From the blog post on the Iraq Study Group report, return the passage word for word, starting at the words "Credit where credit" and stopping after "Whoa...we're not winning?".

■ **Quoted passage**
════════════════

Wednesday, December 06, 2006

ISG Report: a step in the right direction...but what about the oil?

Our country deserves a debate that prizes substance over rhetoric, and a policy that is adequately funded and sustainable. The President and Congress must work together. Our leaders must be candid and forthright with the American people in order to win their support. Iraq Study Group: Letter from the Co-Chairs

"What a novel idea," I thought to myself while reading the above excerpt, "using honesty to win support." And there is quite a bit of forthright discussion about the military situation in Iraq contained in the report, and some of the consequences of failure.

Credit where credit is due, this report seems to me to be a big step in the right direction. Of course, considering the starting point, it didn't take much to move forward.

The "major news" sound bite from Robert Gates' confirmation hearing as Secretary of Defense- We're not winning in Iraq- pretty much sums up the pre-ISG sentiment.

Whoa...we're not winning?

If that sound bite was a surprise to you, you might find the military assessment in the report fairly chilling.

The situation in Iraq is grave and deteriorating
Attacks against U.S., Coalition, and Iraqi security forces are persistent and growing. October 2006 was the deadliest month for U.S. forces since January 2005, with 102 Americans killed. Total attacks in October 2006 averaged 180 per day, up from 70 per day in January 2006. Daily attacks against Iraqi security forces in October were more than double the level in January. Attacks against civilians in October were four times higher than in January. Some 3,000 Iraqi civilians are killed every month.

════════════════

■ **Stored data**
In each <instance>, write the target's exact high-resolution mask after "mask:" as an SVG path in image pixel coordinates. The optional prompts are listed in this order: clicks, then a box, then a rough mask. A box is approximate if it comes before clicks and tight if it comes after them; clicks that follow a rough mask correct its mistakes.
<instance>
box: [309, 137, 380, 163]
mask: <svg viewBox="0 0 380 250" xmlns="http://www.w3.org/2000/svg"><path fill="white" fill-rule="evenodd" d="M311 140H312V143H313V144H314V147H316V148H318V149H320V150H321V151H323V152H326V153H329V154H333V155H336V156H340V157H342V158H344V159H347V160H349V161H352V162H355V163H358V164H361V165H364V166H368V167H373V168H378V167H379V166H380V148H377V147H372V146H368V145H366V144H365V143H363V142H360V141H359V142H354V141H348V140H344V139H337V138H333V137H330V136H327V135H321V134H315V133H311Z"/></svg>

════════════════

■ **Answer to this exercise**
Credit where credit is due, this report seems to me to be a big step in the right direction. Of course, considering the starting point, it didn't take much to move forward.

The "major news" sound bite from Robert Gates' confirmation hearing as Secretary of Defense- We're not winning in Iraq- pretty much sums up the pre-ISG sentiment.

Whoa...we're not winning?